## [TASK TO COMPLETE]
Copy the material below exactly, but only from the line with "the laptop hinge" onward, the final line included.

## [DATA UNDER STUDY]
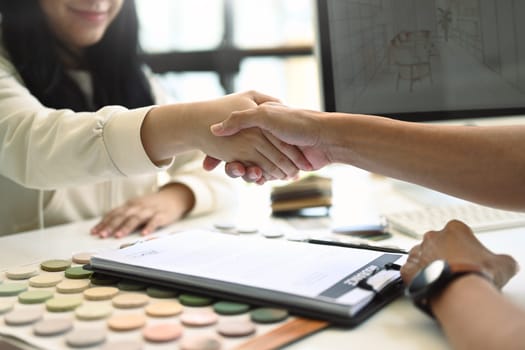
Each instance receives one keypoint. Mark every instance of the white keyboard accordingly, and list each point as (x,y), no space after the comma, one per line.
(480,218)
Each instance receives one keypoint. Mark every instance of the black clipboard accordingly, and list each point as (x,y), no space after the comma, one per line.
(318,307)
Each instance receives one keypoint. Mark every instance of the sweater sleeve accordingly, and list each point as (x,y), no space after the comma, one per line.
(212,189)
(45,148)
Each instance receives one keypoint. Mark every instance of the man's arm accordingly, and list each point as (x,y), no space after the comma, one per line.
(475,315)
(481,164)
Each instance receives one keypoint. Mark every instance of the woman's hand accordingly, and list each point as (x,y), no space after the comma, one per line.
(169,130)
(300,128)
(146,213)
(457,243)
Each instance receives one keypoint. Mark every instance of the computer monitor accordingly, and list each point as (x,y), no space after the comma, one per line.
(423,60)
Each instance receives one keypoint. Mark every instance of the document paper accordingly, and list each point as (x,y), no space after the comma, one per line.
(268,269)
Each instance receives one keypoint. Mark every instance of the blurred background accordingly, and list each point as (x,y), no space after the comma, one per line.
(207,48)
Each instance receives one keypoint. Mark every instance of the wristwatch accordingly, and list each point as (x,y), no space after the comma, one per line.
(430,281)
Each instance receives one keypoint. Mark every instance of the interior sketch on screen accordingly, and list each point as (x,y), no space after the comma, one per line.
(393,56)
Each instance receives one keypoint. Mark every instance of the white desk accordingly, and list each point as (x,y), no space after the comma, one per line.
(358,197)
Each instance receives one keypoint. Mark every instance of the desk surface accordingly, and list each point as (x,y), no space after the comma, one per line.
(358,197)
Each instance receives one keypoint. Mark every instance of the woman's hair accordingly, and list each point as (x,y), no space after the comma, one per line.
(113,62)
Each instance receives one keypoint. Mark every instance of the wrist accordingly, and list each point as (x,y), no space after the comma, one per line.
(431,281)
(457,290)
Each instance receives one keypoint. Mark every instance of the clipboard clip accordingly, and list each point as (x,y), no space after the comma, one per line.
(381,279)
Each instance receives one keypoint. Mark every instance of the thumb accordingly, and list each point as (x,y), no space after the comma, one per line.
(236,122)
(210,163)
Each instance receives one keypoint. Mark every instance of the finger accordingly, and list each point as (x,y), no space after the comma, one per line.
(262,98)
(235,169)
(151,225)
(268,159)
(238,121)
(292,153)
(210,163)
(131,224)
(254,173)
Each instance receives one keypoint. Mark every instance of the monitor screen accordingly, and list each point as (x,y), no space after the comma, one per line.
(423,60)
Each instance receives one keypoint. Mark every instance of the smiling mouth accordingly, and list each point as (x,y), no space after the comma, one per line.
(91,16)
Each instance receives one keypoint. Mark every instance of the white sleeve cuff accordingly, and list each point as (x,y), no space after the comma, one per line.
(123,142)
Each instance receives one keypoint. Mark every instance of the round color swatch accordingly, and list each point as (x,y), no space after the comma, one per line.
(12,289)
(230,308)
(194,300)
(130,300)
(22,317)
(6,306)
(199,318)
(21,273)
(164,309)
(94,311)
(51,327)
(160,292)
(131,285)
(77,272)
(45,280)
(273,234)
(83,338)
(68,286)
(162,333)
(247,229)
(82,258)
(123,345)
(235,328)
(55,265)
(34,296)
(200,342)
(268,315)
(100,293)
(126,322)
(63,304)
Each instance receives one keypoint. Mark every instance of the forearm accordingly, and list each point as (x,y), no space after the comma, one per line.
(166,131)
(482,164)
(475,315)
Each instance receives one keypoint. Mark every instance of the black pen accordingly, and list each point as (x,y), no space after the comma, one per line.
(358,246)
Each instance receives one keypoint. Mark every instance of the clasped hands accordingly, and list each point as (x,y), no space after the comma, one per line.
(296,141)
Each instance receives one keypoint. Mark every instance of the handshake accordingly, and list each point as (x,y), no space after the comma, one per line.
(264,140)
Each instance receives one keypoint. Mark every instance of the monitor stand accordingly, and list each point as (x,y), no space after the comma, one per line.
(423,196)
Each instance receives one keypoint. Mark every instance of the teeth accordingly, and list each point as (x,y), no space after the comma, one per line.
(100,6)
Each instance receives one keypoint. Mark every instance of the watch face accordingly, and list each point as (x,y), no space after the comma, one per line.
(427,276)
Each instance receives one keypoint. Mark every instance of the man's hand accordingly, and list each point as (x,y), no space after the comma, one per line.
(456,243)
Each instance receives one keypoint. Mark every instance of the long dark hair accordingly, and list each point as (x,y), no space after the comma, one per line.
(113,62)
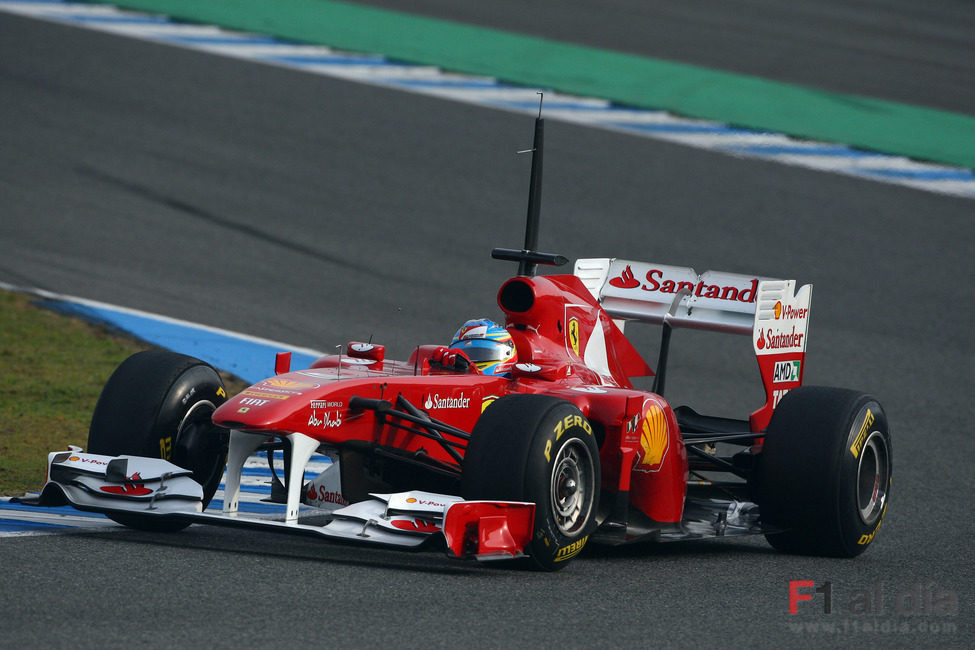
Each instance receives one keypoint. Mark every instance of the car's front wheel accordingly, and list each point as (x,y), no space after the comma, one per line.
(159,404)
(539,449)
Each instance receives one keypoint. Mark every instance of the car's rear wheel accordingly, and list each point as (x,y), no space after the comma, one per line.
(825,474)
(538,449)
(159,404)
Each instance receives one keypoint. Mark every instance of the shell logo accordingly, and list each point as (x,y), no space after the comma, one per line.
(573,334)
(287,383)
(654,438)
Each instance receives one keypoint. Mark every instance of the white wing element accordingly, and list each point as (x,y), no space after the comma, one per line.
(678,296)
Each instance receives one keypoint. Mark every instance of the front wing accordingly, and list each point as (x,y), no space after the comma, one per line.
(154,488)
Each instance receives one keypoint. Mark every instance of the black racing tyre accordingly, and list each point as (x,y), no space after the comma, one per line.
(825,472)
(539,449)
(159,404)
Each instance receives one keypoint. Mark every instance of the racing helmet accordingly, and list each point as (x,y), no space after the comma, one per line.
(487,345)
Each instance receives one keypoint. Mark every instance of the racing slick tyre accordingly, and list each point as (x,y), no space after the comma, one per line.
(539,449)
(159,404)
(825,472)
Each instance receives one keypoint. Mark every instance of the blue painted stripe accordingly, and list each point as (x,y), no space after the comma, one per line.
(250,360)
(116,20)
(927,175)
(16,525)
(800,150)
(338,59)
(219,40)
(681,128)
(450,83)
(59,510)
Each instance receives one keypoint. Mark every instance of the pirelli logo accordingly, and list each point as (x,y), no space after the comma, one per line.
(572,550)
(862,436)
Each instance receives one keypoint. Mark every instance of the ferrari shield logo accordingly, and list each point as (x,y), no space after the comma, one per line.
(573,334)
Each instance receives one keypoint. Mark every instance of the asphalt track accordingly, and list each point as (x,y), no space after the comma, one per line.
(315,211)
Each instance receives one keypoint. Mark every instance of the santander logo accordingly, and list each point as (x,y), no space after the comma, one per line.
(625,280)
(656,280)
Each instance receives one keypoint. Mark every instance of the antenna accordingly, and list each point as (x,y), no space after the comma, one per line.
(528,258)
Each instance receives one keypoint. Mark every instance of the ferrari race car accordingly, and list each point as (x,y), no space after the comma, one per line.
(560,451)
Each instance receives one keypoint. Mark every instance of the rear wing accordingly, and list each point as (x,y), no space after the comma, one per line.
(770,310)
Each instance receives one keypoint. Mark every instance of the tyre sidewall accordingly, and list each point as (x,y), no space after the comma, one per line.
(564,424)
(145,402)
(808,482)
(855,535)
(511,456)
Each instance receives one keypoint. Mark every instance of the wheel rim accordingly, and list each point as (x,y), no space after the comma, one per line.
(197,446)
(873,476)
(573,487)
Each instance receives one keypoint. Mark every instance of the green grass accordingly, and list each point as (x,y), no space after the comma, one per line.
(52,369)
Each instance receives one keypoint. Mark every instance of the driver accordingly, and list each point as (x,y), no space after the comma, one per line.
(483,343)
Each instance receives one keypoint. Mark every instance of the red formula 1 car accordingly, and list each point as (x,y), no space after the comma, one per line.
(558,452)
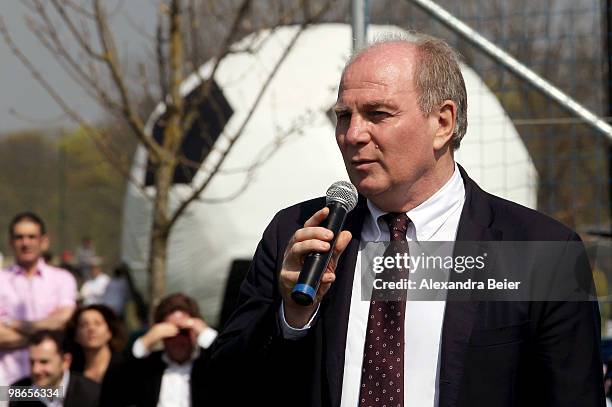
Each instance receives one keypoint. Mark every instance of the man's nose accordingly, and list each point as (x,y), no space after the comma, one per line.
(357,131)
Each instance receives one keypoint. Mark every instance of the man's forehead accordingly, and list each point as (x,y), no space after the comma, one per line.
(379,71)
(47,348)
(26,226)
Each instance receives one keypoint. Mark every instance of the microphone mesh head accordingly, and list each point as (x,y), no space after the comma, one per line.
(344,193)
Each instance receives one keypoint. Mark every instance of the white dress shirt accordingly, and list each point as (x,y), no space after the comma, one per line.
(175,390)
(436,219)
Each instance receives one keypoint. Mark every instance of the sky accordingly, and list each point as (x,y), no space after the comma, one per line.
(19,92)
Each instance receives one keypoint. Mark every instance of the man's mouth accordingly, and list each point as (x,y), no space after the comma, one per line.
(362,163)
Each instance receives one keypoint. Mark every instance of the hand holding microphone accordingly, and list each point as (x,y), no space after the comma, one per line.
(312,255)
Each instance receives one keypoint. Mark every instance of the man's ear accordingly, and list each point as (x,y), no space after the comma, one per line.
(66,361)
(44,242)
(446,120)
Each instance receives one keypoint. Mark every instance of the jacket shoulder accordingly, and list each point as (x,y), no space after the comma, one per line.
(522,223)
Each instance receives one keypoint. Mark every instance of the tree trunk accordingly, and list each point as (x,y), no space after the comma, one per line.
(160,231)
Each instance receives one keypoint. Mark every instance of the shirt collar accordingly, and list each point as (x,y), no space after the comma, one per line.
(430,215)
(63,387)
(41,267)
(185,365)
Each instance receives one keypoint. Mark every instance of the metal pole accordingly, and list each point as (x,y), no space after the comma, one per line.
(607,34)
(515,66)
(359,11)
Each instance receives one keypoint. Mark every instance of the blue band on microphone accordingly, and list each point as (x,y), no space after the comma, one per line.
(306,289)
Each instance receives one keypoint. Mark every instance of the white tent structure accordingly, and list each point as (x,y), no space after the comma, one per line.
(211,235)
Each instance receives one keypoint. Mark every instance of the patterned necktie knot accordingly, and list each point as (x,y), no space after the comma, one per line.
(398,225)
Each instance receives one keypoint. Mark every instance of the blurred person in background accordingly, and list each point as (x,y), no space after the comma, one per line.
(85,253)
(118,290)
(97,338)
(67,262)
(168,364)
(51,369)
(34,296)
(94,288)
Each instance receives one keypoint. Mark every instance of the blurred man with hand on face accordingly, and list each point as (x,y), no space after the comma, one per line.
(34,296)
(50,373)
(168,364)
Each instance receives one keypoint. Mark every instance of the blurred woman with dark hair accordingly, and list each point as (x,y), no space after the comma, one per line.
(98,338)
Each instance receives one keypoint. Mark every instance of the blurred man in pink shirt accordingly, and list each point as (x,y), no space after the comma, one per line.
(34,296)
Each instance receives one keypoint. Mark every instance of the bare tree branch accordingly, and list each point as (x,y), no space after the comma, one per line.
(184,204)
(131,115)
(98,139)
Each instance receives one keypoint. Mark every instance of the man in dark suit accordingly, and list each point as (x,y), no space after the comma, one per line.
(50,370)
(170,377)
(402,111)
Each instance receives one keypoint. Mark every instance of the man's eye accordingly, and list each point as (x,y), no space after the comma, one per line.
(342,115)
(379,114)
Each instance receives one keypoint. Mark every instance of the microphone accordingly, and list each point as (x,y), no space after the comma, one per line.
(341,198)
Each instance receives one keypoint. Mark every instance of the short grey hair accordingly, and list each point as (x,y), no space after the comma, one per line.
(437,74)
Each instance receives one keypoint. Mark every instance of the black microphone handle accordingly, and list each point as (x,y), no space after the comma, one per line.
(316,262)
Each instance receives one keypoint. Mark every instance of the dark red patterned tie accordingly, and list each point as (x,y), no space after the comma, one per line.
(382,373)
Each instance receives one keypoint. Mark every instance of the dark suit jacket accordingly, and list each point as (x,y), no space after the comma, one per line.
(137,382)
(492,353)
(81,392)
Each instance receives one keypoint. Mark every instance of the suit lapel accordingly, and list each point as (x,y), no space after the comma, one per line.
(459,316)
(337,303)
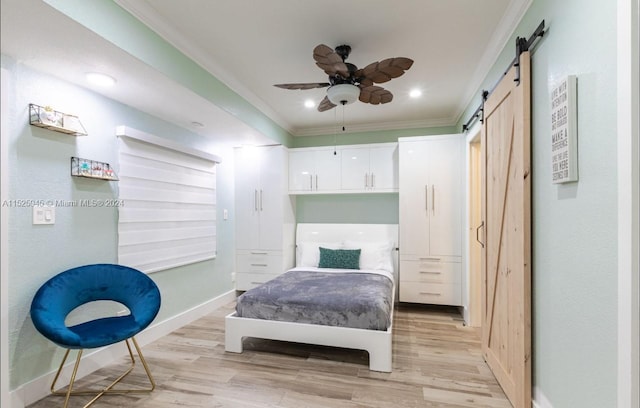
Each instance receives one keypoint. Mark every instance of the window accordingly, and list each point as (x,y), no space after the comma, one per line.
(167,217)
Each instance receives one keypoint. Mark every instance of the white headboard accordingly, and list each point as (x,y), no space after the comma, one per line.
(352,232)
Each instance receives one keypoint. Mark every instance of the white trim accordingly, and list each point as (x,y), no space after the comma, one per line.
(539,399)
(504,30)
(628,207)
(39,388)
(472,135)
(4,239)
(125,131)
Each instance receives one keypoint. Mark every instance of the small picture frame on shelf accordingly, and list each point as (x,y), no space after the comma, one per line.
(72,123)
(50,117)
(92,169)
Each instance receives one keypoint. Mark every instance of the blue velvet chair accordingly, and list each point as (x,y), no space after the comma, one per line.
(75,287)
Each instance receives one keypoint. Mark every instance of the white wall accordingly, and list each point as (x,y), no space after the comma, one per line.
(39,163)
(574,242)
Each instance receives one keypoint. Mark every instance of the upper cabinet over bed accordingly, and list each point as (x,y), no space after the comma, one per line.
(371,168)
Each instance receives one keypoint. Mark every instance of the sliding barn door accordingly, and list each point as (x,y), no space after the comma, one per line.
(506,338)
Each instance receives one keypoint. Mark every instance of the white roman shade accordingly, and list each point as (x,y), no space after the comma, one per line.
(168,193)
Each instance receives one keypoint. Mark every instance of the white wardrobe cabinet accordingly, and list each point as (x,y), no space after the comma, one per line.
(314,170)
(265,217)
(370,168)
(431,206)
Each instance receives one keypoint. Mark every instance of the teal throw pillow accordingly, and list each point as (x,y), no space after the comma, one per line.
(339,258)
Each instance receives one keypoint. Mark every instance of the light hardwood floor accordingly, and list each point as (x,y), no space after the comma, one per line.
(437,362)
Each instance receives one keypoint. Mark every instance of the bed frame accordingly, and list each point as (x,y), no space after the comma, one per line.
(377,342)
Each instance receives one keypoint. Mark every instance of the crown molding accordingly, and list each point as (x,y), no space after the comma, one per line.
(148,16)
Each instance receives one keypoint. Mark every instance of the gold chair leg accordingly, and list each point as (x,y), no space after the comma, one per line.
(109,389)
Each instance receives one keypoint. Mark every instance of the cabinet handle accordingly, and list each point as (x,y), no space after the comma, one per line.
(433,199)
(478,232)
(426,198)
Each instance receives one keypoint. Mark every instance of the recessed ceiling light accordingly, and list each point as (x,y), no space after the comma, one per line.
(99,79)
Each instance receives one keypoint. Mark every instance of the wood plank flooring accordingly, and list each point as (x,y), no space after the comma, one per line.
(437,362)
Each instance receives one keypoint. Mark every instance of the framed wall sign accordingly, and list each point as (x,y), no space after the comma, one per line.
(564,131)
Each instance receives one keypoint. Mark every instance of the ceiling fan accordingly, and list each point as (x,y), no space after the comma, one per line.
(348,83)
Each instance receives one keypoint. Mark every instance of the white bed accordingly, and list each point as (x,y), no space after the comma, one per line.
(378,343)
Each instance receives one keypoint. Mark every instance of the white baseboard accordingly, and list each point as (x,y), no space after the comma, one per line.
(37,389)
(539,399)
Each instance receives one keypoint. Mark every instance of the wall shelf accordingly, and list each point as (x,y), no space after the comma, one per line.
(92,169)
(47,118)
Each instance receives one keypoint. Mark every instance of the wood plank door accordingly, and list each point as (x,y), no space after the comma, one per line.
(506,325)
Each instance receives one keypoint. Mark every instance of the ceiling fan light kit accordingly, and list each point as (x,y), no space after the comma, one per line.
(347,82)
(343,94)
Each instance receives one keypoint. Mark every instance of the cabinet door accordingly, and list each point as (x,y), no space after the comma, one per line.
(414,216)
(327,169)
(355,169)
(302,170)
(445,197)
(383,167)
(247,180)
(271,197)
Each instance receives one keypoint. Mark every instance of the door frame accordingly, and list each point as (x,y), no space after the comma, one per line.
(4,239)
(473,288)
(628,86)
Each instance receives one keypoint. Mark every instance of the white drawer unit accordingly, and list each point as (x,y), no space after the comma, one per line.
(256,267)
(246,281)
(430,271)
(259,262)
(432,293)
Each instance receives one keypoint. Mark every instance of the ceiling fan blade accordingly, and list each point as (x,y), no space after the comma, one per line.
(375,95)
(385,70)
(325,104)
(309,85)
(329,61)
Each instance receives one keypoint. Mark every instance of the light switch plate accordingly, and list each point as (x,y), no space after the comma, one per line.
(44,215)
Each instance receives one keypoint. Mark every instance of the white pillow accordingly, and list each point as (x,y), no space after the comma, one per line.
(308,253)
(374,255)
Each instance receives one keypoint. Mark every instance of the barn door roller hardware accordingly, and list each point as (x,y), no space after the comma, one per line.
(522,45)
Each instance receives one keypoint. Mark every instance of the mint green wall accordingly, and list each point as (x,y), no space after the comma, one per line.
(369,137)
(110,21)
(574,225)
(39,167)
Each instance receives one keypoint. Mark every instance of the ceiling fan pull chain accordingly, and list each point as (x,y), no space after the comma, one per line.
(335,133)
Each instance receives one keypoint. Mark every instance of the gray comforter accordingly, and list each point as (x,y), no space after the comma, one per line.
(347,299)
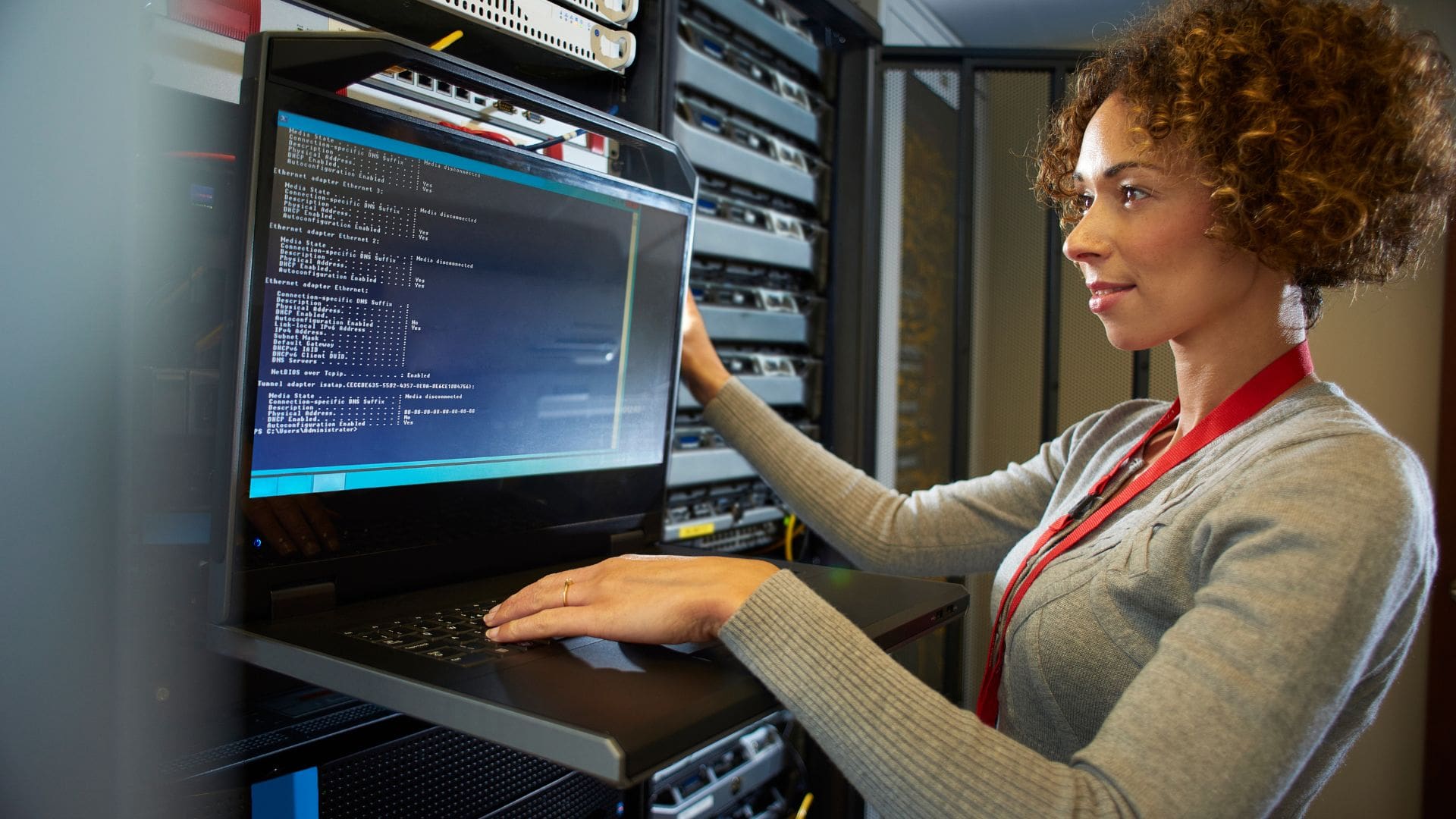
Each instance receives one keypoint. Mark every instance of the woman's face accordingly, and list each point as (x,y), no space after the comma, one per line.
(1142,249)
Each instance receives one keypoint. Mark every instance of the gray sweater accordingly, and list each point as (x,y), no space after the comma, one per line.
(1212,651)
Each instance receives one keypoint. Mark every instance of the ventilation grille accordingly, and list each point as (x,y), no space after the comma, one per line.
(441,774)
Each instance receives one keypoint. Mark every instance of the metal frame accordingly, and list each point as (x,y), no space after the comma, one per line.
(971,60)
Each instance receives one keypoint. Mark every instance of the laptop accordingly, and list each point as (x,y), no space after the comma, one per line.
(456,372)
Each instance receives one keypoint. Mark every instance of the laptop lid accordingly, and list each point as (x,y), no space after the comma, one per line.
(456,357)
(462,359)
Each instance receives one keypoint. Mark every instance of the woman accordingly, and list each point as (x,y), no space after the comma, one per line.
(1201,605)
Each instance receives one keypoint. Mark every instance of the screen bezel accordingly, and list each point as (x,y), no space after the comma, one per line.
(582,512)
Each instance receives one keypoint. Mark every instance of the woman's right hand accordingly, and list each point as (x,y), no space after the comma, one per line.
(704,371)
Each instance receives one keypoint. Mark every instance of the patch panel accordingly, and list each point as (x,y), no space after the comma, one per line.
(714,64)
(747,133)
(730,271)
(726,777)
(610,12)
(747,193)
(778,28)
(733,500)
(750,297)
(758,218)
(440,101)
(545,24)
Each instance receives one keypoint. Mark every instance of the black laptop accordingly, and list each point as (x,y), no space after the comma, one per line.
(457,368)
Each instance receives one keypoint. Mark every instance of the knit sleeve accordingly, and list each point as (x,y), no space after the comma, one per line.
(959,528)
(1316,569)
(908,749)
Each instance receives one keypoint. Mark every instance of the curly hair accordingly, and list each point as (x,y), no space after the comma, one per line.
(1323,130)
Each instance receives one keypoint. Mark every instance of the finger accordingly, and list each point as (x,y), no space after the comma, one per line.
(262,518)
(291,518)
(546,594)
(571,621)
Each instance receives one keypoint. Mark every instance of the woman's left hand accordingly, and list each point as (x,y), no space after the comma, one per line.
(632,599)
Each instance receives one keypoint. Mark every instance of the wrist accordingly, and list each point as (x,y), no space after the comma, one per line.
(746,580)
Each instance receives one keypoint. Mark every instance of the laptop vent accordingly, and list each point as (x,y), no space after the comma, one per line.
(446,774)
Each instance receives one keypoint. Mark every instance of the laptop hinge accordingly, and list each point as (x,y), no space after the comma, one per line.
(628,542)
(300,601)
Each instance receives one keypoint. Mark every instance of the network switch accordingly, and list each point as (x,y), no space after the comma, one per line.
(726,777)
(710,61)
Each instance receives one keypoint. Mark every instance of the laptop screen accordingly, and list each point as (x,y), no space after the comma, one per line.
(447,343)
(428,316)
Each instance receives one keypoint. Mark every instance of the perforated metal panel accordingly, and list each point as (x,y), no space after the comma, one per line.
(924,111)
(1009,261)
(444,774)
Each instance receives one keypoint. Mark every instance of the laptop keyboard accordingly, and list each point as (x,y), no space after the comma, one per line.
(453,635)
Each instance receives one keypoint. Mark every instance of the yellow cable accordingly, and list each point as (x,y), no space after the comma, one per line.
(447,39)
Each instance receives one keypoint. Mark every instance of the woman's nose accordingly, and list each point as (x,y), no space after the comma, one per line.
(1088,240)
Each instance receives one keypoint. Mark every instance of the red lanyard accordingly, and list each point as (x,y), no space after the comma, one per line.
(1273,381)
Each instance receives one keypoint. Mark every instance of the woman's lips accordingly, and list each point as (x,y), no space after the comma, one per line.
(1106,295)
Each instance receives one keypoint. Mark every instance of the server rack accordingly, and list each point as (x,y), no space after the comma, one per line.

## [RESULT FOR THIS EXERCISE]
Each instance receives one keypoint. Mark every instance of the laptop hinge accordingly, and list each point as (x,y), no space after the comma, one per line.
(628,542)
(300,601)
Each instance receives one keypoint. Mark every instance of the network switch accordingly, and list each point as (x,y), no space after the comma, one per line.
(726,777)
(710,61)
Each instance receives one keypoint. Mark every instance of the laptop screen accordingly, and list each point as (x,y), no space after the comma, one per line.
(447,343)
(428,316)
Each instance receives one keypoint. Mark every instance of the perforated metal panel accordingly, and list each point as (x,y), no space after the comma, one per line.
(924,111)
(1009,261)
(444,774)
Each instance receives one keypoint. Mark every instance of the laptop keyboard accordingly, and list each point as (x,y), no space after the comma, one per line.
(453,635)
Each instance receives one keypoint. Mark every instance of the yellow cable accordingly, and list each point as (x,y), no space after the comma, one per line.
(447,39)
Each instance receives one keypoint. Mark every instance of the woman's nose accordingly, and list each point as (x,y), no space after the comma, one per line.
(1088,240)
Each instance receives one keypoint. Mark every instance of the red lanyard accordingly, and list each point as (x,y), no space after the comma, one per line.
(1273,381)
Each instance receives one keypoint. Mark every instance of the woman's lips accordingly, and list each point as (x,y), no space after the comma, one per line.
(1106,295)
Each instance receives one keypoint. Mark every instance of the server rack accordingly, and list each point as (x,y), no space after the comma, one per line.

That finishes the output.